== GIVEN PROBLEM ==
Put every line of the records into a numbered list, leaving out the blank lines.

Dataset records:
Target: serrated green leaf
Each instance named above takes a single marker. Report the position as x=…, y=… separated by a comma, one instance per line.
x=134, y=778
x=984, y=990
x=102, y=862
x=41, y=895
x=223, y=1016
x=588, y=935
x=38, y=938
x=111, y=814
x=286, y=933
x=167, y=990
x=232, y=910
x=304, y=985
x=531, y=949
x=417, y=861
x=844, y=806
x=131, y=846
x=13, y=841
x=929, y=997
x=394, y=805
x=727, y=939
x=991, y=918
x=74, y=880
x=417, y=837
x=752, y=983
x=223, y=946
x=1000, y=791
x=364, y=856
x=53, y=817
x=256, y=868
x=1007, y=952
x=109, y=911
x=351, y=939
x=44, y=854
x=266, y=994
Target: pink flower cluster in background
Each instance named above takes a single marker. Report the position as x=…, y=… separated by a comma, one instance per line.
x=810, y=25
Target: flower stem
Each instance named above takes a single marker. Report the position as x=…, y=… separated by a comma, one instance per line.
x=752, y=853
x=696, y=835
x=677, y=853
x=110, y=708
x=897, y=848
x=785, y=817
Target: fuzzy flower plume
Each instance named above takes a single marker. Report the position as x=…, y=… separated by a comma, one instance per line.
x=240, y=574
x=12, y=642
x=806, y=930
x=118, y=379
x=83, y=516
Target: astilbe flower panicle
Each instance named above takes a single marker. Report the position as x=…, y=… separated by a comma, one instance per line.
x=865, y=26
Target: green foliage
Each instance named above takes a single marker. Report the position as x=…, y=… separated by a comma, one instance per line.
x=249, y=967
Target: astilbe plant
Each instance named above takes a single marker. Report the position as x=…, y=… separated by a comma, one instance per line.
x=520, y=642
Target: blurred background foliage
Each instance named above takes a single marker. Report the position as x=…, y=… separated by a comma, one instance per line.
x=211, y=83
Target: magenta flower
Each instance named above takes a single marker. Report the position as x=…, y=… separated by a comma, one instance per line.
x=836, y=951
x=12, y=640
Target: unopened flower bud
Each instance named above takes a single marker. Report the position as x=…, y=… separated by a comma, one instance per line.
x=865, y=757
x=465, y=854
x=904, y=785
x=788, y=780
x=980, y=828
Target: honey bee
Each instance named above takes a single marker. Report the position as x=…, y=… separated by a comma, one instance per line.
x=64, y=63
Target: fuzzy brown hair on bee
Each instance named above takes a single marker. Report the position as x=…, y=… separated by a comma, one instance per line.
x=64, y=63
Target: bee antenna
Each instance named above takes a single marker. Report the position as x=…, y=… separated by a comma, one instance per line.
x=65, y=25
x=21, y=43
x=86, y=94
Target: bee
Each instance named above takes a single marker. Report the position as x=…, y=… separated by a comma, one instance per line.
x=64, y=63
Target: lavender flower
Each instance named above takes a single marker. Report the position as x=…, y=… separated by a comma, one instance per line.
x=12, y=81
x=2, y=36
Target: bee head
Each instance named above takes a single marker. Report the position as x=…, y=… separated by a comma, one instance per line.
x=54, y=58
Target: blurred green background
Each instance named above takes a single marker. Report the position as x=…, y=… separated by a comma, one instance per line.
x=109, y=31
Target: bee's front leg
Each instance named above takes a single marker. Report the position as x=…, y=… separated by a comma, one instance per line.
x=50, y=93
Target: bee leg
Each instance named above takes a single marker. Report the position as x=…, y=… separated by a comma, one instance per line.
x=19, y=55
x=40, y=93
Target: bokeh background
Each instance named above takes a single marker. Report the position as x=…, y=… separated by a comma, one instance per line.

== TASK ANSWER ==
1. Target: serrated green leaf
2. Each instance named above takes a single marker. Report the position as x=…, y=… separated by a comma, one instance per line.
3. x=134, y=778
4. x=984, y=990
5. x=102, y=862
6. x=41, y=895
7. x=223, y=1016
8. x=588, y=935
9. x=38, y=938
10. x=111, y=814
11. x=286, y=933
12. x=167, y=990
13. x=232, y=910
14. x=304, y=985
15. x=531, y=949
16. x=417, y=861
17. x=844, y=806
18. x=131, y=846
19. x=13, y=841
20. x=929, y=997
21. x=394, y=805
22. x=727, y=939
23. x=991, y=918
24. x=74, y=880
25. x=417, y=837
26. x=752, y=983
27. x=223, y=946
28. x=1000, y=791
29. x=364, y=856
30. x=53, y=817
31. x=256, y=868
32. x=1007, y=952
33. x=109, y=911
34. x=351, y=939
35. x=44, y=854
36. x=266, y=994
37. Target: pink flower cluster in background
38. Each instance named above takes a single marker. Report the position as x=…, y=… separated by a comma, one instance per line.
39. x=810, y=25
40. Target: flower stem
41. Each instance named above takes a single marker. Report the position as x=…, y=… separated by a comma, one instance per line.
42. x=752, y=853
43. x=696, y=835
44. x=677, y=853
45. x=110, y=708
46. x=897, y=848
47. x=785, y=817
48. Target: fuzzy flower plume
49. Each instance named above takes a single marker. Report the position as x=…, y=… separated by a comma, one instance per line.
50. x=240, y=574
51. x=12, y=642
52. x=806, y=930
53. x=118, y=379
54. x=83, y=516
55. Target: astilbe flower panicle
56. Each instance named above takes a single marker. Report the position as x=…, y=… separated by a comma, one instance per line.
57. x=865, y=26
58. Target: green foliage
59. Each instance named above takes a single marker. Report the position as x=…, y=… separated by a comma, one instance per line.
60. x=249, y=967
61. Target: astilbe plant
62. Each instance named above takes a single marker. Report the position as x=…, y=… separated by a comma, one instance per line.
63. x=520, y=642
64. Target: blurred background foliage
65. Each instance named above takes a single marker. Report the position as x=…, y=… separated by a comma, one instance per line.
66. x=211, y=83
67. Target: magenta flower
68. Each instance named above takes a single marker. Report the position as x=…, y=… separated by a comma, one instance per line.
69. x=836, y=951
70. x=12, y=640
71. Target: unopened flower bud
72. Each instance named above takes a single marker. Report the position as x=…, y=… separated by a comma, one instance per line.
73. x=865, y=757
74. x=465, y=854
75. x=904, y=785
76. x=788, y=780
77. x=980, y=828
78. Target: honey bee
79. Each instance named above takes a single marker. Report the position as x=…, y=… separated by a comma, one instance per line.
80. x=64, y=63
81. Target: fuzzy brown hair on bee
82. Each instance named above takes a single marker. Report the position as x=…, y=… separated by a comma, one instance per line.
83. x=64, y=63
84. Target: bee antenna
85. Each instance named above takes a single marker. Report the position as x=…, y=… separated by a comma, one instance per line.
86. x=65, y=25
87. x=21, y=43
88. x=86, y=94
89. Target: bee
90. Each instance named above takes a single marker. Report the position as x=…, y=… separated by a comma, one instance per line.
91. x=64, y=63
92. Target: lavender flower
93. Each instance named above takes a single marker. Report the position as x=…, y=… separated by a comma, one instance per line.
94. x=12, y=81
95. x=2, y=36
96. Target: bee head
97. Each instance named above takes a single marker. Report the position as x=…, y=… separated by a comma, one instance per line.
98. x=54, y=58
99. Target: blurred green background
100. Each instance named above takes a single marker. Report the position as x=…, y=… separated by a comma, one instance per line.
101. x=109, y=31
102. Target: bee's front leg
103. Each instance named above takes a single marker. Report the position as x=…, y=… separated by a comma, one instance per line.
104. x=50, y=93
105. Target: bee leg
106. Each instance named above takes a single marker. Report the position as x=…, y=… separated by a comma, one instance per line.
107. x=19, y=55
108. x=40, y=93
109. Target: bokeh background
110. Each instance named above takes a single marker. Report the position as x=…, y=… separated by a comma, one instance per line.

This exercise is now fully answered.